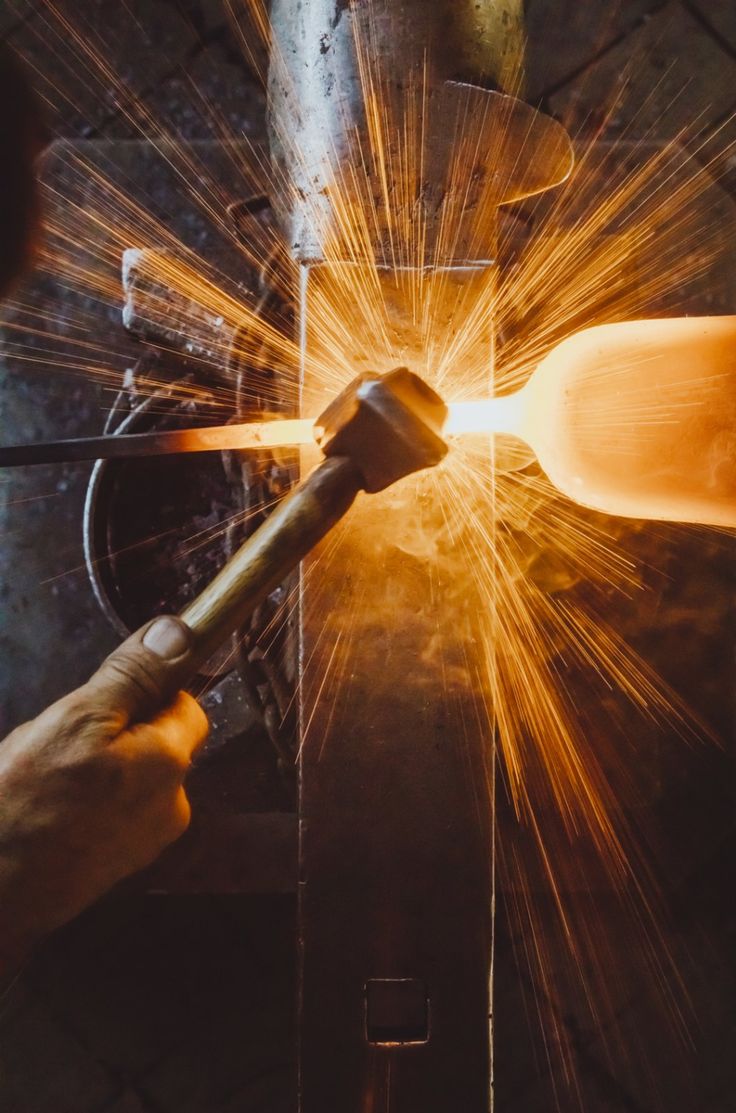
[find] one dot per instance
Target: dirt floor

...

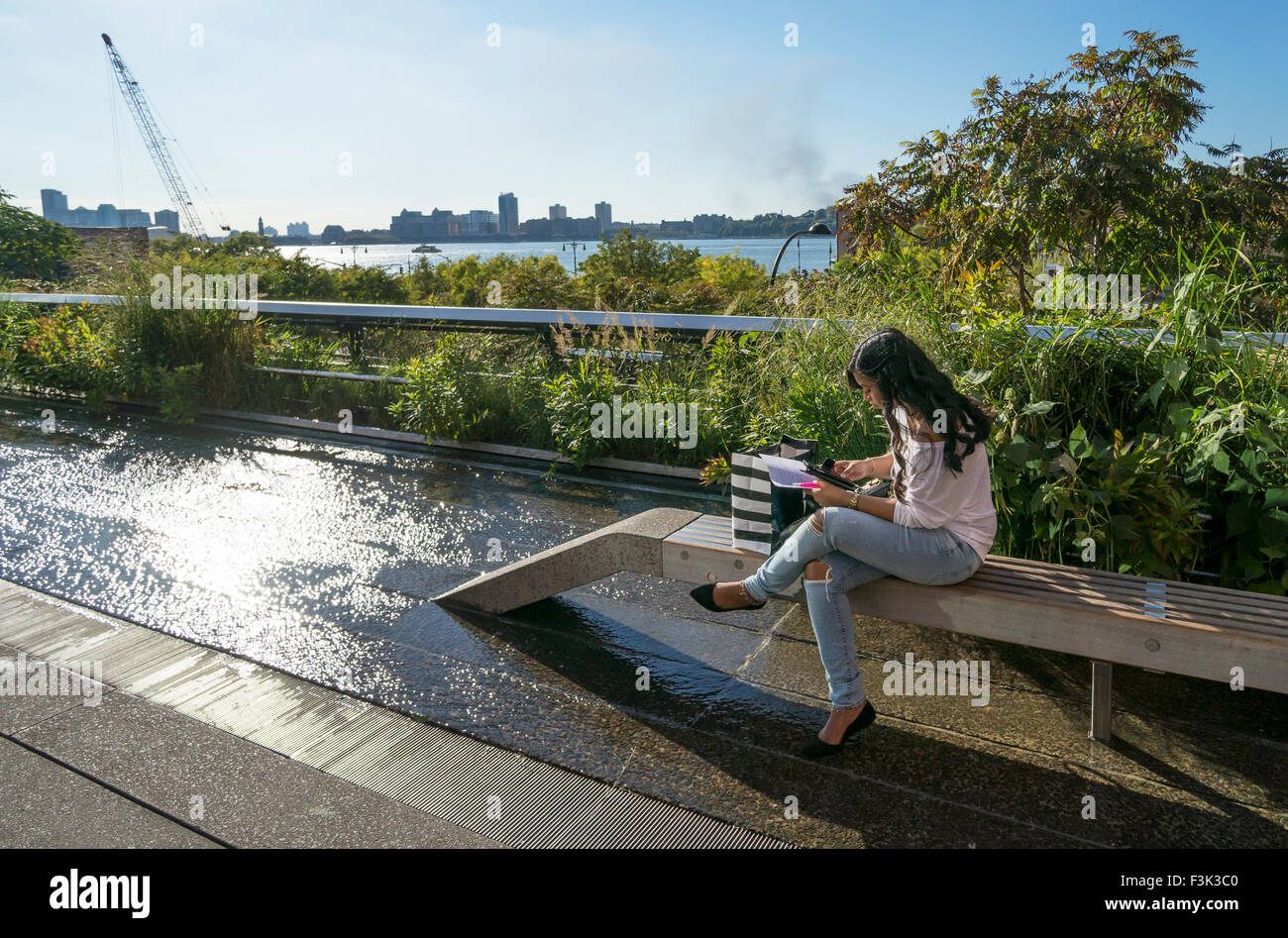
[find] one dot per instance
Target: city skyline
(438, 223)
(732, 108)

* * *

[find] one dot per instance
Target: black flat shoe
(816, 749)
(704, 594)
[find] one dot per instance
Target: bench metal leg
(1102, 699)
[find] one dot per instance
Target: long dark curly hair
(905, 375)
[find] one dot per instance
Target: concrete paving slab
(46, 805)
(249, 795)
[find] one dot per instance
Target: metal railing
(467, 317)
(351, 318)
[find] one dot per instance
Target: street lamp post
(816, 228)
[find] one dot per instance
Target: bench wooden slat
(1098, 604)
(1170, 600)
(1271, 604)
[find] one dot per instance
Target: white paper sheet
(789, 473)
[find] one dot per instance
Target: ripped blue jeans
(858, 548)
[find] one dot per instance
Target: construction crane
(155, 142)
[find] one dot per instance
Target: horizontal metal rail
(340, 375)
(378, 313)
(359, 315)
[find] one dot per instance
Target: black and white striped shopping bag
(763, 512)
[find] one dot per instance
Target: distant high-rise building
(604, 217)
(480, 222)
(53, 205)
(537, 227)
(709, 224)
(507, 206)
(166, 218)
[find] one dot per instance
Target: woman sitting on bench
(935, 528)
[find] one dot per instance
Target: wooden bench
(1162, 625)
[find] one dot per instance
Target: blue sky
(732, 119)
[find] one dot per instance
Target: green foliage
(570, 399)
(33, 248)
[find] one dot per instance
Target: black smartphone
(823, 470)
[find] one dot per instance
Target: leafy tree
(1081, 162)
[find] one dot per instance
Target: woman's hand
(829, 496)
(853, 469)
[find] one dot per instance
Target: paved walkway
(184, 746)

INSTRUCCIONES DE LA TAREA: Devuelve cada línea de los registros que contenga la palabra "blue".

RESPUESTA A CONTINUACIÓN:
Target: ripped blue jeans
Target: blue sky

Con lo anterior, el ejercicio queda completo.